──────── SUPPLIED DATA
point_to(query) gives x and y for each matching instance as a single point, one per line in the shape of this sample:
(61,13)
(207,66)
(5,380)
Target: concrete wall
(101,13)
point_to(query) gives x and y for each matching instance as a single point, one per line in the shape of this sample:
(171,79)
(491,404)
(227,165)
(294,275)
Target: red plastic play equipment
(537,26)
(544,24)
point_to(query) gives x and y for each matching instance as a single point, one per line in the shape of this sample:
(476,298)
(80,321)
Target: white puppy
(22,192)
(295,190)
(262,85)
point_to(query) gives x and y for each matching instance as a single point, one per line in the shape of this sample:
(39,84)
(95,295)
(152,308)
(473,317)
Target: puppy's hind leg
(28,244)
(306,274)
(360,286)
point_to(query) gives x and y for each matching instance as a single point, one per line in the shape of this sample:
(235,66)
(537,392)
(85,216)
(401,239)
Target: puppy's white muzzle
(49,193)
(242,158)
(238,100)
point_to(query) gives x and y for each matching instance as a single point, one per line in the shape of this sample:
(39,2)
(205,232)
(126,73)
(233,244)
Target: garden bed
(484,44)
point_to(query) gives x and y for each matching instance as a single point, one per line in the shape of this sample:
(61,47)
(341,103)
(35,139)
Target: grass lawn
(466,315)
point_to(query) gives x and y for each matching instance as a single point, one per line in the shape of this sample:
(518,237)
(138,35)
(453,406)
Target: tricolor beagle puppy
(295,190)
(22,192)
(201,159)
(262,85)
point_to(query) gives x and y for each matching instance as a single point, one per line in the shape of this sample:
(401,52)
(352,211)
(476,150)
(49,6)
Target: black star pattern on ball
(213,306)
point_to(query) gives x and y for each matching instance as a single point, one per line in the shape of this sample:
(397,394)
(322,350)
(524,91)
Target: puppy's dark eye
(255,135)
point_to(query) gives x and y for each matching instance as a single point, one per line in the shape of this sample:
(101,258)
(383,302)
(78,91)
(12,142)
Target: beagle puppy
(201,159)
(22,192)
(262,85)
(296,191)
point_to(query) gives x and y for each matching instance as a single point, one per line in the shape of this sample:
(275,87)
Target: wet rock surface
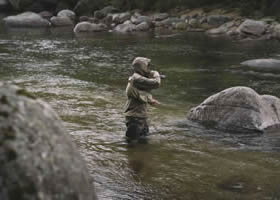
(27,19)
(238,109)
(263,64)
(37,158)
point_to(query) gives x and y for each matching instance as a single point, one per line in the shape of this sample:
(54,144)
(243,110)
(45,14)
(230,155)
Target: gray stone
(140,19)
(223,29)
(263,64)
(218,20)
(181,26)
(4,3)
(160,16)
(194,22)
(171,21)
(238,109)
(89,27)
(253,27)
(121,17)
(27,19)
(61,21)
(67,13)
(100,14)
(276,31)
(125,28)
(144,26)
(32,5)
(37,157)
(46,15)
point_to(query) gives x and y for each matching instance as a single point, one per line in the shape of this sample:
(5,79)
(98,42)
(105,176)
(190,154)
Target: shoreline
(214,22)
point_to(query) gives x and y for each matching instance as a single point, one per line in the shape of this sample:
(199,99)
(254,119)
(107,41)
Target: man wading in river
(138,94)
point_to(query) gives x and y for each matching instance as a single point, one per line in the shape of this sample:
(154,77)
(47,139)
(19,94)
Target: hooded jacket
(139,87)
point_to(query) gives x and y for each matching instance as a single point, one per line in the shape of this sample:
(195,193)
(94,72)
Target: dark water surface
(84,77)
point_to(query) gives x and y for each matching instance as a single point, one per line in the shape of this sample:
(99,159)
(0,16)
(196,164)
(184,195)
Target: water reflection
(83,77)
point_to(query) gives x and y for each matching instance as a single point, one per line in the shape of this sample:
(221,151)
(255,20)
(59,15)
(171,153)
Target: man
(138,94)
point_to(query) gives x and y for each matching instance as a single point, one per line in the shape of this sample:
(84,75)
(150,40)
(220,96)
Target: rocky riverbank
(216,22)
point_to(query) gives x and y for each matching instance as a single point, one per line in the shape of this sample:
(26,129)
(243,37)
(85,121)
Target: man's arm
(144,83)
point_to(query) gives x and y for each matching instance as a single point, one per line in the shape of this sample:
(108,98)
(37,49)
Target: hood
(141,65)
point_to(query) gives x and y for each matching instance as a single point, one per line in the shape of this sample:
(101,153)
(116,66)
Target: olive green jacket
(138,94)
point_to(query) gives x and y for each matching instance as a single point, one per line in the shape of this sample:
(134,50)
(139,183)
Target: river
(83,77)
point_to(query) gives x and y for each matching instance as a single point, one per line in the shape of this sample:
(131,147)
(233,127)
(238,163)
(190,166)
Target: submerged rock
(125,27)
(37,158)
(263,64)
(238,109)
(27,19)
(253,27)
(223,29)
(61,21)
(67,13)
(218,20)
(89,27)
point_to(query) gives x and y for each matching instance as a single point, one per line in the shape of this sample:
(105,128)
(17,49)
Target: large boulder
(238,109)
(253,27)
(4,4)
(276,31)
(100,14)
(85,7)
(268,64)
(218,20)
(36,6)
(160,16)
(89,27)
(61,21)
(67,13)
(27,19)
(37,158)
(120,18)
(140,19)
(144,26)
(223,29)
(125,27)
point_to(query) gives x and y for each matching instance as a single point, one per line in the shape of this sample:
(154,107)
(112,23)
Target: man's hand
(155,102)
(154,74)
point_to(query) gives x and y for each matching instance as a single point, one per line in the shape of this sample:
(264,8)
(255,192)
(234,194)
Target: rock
────────────────
──────── SUPPLIED DATA
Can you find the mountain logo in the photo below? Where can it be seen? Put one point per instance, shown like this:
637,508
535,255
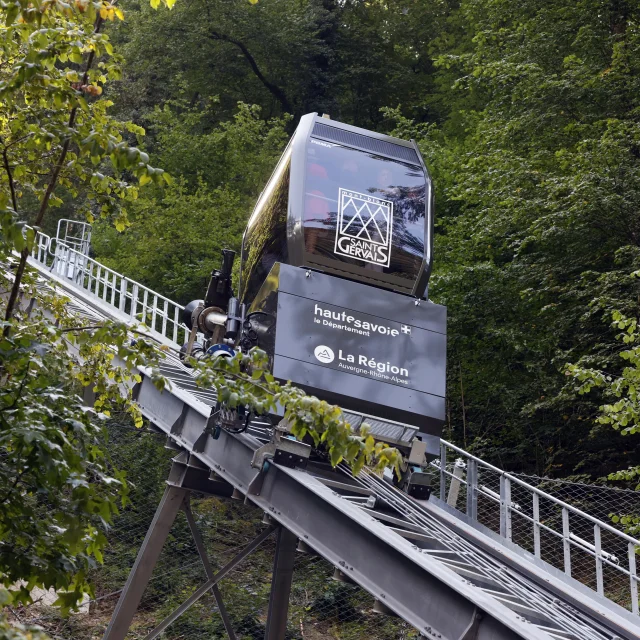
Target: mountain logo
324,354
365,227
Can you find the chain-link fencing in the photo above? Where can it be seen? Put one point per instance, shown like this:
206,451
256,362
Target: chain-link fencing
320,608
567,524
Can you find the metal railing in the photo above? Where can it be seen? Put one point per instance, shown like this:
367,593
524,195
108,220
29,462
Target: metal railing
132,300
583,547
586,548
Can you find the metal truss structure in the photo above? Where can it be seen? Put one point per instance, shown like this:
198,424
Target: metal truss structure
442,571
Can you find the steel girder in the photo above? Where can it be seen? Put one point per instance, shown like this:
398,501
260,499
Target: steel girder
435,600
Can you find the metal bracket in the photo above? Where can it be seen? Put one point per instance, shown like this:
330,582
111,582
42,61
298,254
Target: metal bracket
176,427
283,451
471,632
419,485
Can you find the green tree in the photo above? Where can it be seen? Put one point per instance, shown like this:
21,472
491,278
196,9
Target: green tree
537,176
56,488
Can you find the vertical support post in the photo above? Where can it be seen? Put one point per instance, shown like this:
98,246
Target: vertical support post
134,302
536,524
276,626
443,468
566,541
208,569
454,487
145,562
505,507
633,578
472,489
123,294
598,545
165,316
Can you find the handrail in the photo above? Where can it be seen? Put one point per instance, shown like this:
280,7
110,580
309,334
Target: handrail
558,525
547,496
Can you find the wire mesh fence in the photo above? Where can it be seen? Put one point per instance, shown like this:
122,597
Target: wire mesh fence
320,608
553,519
────────────────
──────── SUPPLIED DATA
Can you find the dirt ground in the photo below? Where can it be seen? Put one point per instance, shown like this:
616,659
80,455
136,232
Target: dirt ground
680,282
────────────────
WORK REQUIRED:
Among the entries, find each line that includes the string "like" and copy it.

REPLY TO THE TASK:
Can you find the mountain logo in the photo below? Where can it be seen? Put one point per instance, shown like this:
Can you find the chain-link fencing in the photo above? Where can it be seen? Put one point per instance, shown like this:
Can you find the metal railing in the photo above? Where can it be seen? Put one point per instance, shown like this:
Can you find the metal truss structure in the photo above? Where can it be seen? Put one point per instance, shown like this:
Can you find the steel girder in the photo above? Where can it be seen? Put one point per instance, shown like this:
Can you find the metal bracket in the photo above? Where can it be seen? Put one point per instance, shown like this:
Can you find the green tree in the photo above? Where can it be seen? Put one point per instance, shown like this:
Can you find the vertical support post in the photo above? Where can it be seen? Put one point per instance, shown like this:
Can you find the handrail in the photo above? Where can it be seen? Put one point per instance, shown like this:
Can you find the wire mesh fence in the photo above? Where can it be seen? Put one point per instance, shown like this:
Can you find the dirt ground in the photo below? Where can it be seen? Put one point per instance, shown like this:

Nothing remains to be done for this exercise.